Lines before the one containing "Place a point on the yellow" are left out; copy that line and every later line through the end of the data exactly.

○ ○ ○ ○

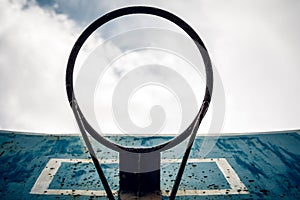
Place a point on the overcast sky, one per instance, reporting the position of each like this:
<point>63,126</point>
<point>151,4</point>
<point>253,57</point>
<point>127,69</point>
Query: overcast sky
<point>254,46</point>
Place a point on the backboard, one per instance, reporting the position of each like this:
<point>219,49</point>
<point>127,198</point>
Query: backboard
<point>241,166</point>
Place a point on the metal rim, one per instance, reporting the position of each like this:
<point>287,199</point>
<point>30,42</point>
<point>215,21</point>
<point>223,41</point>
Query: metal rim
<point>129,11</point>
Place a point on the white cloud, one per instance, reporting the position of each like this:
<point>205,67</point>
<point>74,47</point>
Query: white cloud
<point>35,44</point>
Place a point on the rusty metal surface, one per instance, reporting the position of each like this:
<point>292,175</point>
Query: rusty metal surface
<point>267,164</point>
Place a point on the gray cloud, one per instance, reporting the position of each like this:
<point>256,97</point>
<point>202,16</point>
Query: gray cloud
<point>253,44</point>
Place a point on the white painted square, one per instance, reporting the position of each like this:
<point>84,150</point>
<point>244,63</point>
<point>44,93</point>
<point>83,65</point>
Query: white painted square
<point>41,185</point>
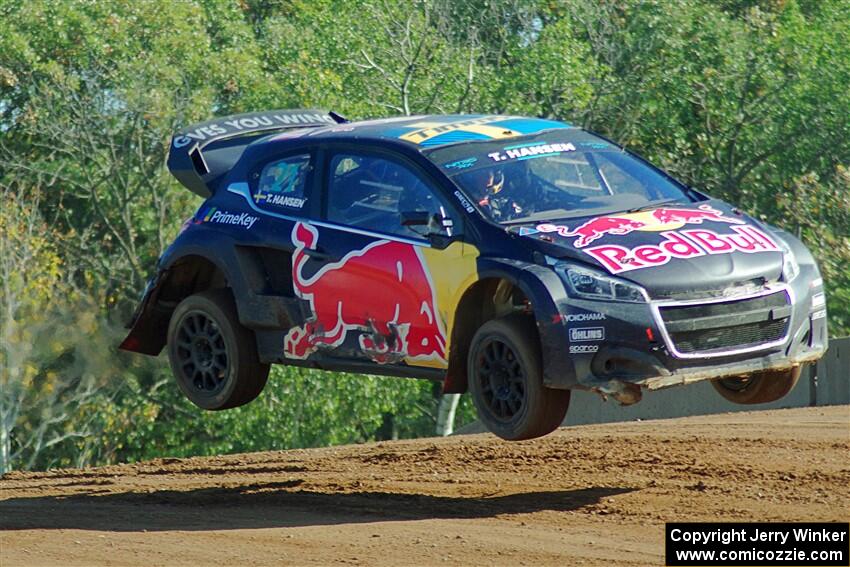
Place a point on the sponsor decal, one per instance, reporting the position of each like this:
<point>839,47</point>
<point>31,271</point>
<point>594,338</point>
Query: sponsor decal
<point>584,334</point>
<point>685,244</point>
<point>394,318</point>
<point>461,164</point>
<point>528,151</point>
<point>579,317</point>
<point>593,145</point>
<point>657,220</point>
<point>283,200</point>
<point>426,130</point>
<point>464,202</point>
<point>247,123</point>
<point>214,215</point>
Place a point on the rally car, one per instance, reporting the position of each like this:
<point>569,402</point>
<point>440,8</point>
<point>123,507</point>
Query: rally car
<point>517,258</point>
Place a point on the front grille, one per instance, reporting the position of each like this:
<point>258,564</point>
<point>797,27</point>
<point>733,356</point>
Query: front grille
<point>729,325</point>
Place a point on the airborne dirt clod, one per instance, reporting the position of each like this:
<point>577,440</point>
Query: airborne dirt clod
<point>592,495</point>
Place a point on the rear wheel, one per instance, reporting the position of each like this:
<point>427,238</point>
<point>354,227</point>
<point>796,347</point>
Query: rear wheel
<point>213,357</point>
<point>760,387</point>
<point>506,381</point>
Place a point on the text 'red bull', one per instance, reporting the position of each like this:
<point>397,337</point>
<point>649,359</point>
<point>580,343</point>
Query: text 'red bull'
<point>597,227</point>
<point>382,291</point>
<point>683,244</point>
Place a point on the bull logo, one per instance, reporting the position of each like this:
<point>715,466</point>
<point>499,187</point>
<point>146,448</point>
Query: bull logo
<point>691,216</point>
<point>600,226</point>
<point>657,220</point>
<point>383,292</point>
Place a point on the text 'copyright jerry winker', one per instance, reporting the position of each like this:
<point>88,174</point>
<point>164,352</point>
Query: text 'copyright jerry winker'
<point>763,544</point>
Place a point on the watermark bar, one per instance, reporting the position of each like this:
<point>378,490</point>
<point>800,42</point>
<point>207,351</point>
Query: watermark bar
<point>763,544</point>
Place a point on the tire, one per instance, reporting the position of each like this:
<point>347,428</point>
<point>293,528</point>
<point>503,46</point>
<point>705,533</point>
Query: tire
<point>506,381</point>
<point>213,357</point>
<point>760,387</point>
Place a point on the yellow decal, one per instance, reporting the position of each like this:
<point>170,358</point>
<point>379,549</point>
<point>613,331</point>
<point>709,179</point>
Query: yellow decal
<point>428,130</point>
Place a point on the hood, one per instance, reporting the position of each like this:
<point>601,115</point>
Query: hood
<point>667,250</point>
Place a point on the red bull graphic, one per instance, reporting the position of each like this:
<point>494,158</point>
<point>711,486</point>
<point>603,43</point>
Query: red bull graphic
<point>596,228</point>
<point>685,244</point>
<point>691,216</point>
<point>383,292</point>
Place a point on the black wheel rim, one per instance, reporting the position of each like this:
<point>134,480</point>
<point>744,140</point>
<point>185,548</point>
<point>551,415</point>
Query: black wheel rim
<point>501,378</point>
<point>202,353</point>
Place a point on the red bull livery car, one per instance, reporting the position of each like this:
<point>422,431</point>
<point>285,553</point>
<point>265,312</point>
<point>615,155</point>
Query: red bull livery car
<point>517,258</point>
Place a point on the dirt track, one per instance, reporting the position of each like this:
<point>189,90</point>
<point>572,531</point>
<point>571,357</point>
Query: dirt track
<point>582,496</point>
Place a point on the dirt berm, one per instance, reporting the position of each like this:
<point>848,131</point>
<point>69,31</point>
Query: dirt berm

○ ○ ○ ○

### Final answer:
Place a point on the yellow decal, one per instance, reporting the position of each like this:
<point>170,358</point>
<point>379,549</point>
<point>613,331</point>
<point>709,179</point>
Query: yellow decal
<point>428,130</point>
Place a point on the hood, one per instance, reporting the position of each like this:
<point>601,115</point>
Query: hood
<point>667,250</point>
Place a point on the red bull graphic, one per instance, reporting the position of each like this:
<point>494,158</point>
<point>711,486</point>
<point>603,43</point>
Query: red bull graphic
<point>596,228</point>
<point>685,244</point>
<point>691,216</point>
<point>383,292</point>
Place a point on the black wheel rim, one per instance, reporting the position of each like this:
<point>134,480</point>
<point>744,140</point>
<point>185,548</point>
<point>551,415</point>
Query: black wheel rim
<point>501,378</point>
<point>202,353</point>
Place a point on the red bull livery car, one per instance, reporting the position of each like this:
<point>422,431</point>
<point>285,553</point>
<point>265,312</point>
<point>615,155</point>
Query: red bull livery car
<point>517,258</point>
Place a point on the dirt track, one per instance, reporting the position of each like this:
<point>189,90</point>
<point>572,531</point>
<point>571,357</point>
Query: dirt track
<point>582,496</point>
Place a point on the dirt berm, one per instance, reporting the position of each like this:
<point>848,131</point>
<point>69,31</point>
Query: dirt berm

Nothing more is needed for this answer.